• **What is being asked**
Rewrite every line of the entries below as a numbered list. Skip blank lines and leave the pictures out.

• **Source data**

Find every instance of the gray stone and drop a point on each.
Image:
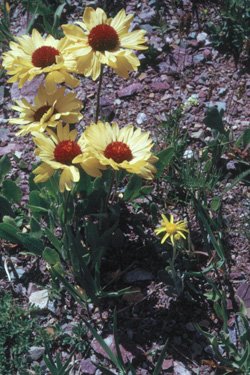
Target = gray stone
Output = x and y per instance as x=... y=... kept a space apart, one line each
x=180 y=369
x=141 y=118
x=202 y=37
x=28 y=91
x=130 y=90
x=40 y=299
x=198 y=58
x=147 y=27
x=4 y=134
x=159 y=86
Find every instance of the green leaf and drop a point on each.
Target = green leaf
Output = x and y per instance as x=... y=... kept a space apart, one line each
x=160 y=359
x=236 y=180
x=5 y=166
x=105 y=347
x=53 y=240
x=5 y=207
x=133 y=188
x=215 y=203
x=31 y=243
x=51 y=256
x=9 y=233
x=246 y=137
x=165 y=157
x=11 y=191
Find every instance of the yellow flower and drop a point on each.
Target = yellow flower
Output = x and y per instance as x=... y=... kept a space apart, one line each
x=121 y=148
x=101 y=40
x=58 y=152
x=33 y=55
x=173 y=230
x=47 y=110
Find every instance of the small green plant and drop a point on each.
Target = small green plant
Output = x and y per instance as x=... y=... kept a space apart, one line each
x=231 y=349
x=50 y=13
x=5 y=34
x=117 y=360
x=230 y=33
x=58 y=368
x=18 y=332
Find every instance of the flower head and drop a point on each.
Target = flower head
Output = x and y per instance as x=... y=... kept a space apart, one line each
x=101 y=40
x=121 y=148
x=173 y=230
x=58 y=152
x=33 y=55
x=47 y=110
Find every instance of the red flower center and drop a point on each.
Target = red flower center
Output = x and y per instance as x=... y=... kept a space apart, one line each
x=44 y=56
x=41 y=111
x=103 y=38
x=118 y=151
x=66 y=151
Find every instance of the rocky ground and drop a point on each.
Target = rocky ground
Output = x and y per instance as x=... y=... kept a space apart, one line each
x=180 y=65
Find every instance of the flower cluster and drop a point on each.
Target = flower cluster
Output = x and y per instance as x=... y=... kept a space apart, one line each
x=85 y=49
x=173 y=230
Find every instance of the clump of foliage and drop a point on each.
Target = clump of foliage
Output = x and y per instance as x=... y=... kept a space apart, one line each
x=18 y=332
x=230 y=34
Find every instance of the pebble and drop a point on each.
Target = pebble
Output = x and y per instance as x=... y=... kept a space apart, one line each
x=141 y=118
x=130 y=90
x=138 y=274
x=40 y=299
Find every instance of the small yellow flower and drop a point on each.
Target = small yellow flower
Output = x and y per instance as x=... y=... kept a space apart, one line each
x=58 y=152
x=121 y=148
x=33 y=55
x=173 y=230
x=101 y=40
x=47 y=110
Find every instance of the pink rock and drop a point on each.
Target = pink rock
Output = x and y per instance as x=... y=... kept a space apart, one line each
x=130 y=90
x=159 y=86
x=28 y=91
x=11 y=147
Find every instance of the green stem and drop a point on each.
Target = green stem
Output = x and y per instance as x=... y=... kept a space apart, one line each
x=98 y=95
x=110 y=190
x=66 y=200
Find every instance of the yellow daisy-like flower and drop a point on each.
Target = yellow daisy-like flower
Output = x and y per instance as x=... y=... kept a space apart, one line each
x=47 y=110
x=173 y=230
x=121 y=148
x=59 y=152
x=33 y=55
x=101 y=40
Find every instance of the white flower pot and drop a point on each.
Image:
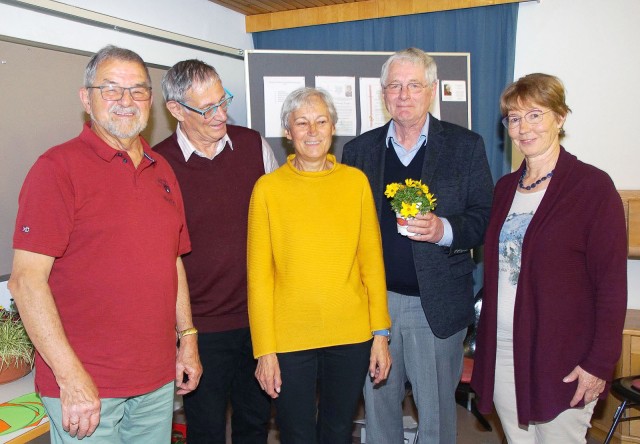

• **Reply to the task**
1. Find every instance of the gray stone and drop a point on each.
2. Image:
3. Target = gray stone
4. Output = x and y per instance as x=... y=... kept a space apart, one line each
5. x=180 y=369
6. x=141 y=118
7. x=202 y=37
8. x=28 y=91
9. x=130 y=90
10. x=40 y=299
11. x=198 y=58
12. x=147 y=27
13. x=4 y=134
14. x=159 y=86
15. Find every instance of the green leaf and drop a point on each.
16. Target = green leaf
17. Output = x and y per instance as x=... y=... kept a space apart, one line each
18. x=160 y=359
19. x=236 y=180
20. x=5 y=166
21. x=105 y=347
22. x=53 y=240
23. x=5 y=207
24. x=133 y=188
25. x=215 y=203
26. x=31 y=243
27. x=51 y=256
28. x=9 y=233
29. x=246 y=137
30. x=165 y=157
31. x=11 y=191
32. Find every instance of the yellow flower and drop a point on each.
33. Target = yellow flower
34. Output = x and y per instance as x=... y=... kept a space apart, one line each
35. x=121 y=148
36. x=101 y=40
37. x=58 y=152
38. x=33 y=55
39. x=173 y=230
40. x=47 y=110
41. Find every instance of the small green plant and drop a point on each.
42. Target = small green plant
43. Output = x and y per instance as x=... y=... kept a space apart, one line each
44. x=231 y=349
45. x=50 y=13
46. x=5 y=34
47. x=117 y=360
48. x=230 y=33
49. x=58 y=368
50. x=18 y=332
51. Find every instance of the flower head and drop a point on each.
52. Target = flower head
53. Output = x and y per instance as x=... y=... kept a space apart, one line each
54. x=101 y=40
55. x=121 y=148
56. x=173 y=230
57. x=58 y=152
58. x=33 y=55
59. x=47 y=110
60. Find every instance of the red flower center and drop a point on each.
61. Target = red flower center
62. Output = x and y per instance as x=... y=... kept a space apart, one line each
63. x=44 y=56
64. x=41 y=111
65. x=103 y=38
66. x=118 y=151
67. x=66 y=151
68. Find every instance of the rocky ground and drop a point on each.
69. Target = rocky ground
70. Output = x and y per instance as x=... y=... kept a space apart, one line each
71. x=180 y=65
72. Find every instance of the flower cluster and drop a point on each.
73. Target = flower cluster
74. Output = x and y per instance as x=... y=... kept a space apart, one line each
75. x=85 y=49
76. x=173 y=230
77. Find every instance of the clump of foliage and drop a point on each.
78. Target = clump of foliage
79. Output = x and y per instance as x=... y=... kept a space apart, one line each
80. x=18 y=332
81. x=230 y=34
82. Find every instance of the pebble and drop a point on each.
83. Target = pebble
84. Output = x and y per instance as x=... y=... kept a space apart, one line each
85. x=141 y=118
86. x=130 y=90
87. x=138 y=274
88. x=40 y=299
89. Find every instance of the small yellow flower and drop a point on each.
90. Target = small yellow flower
91. Output = x and y per instance as x=... y=... kept a space apart, one line each
92. x=58 y=152
93. x=121 y=148
94. x=33 y=55
95. x=173 y=230
96. x=101 y=40
97. x=47 y=110
98. Find every instance of the pink rock and drop a point on each.
99. Target = pink rock
100. Output = x and y per instance as x=... y=... kept a space apart, one line each
101. x=130 y=90
102. x=159 y=86
103. x=28 y=91
104. x=11 y=147
105. Find every instance of the green stem and drop a point on each.
106. Target = green stem
107. Output = x and y per instance as x=... y=... kept a space apart, one line each
108. x=98 y=95
109. x=110 y=190
110. x=66 y=200
111. Find every instance of the yellow daisy-like flower and drop a point on each.
112. Target = yellow daisy-like flower
113. Output = x and y per instance as x=... y=... kept a space apart, one line each
114. x=47 y=110
115. x=173 y=230
116. x=121 y=148
117. x=59 y=152
118. x=33 y=55
119. x=101 y=40
120. Find every instance of the white flower pot and drop a point on each.
121. Image:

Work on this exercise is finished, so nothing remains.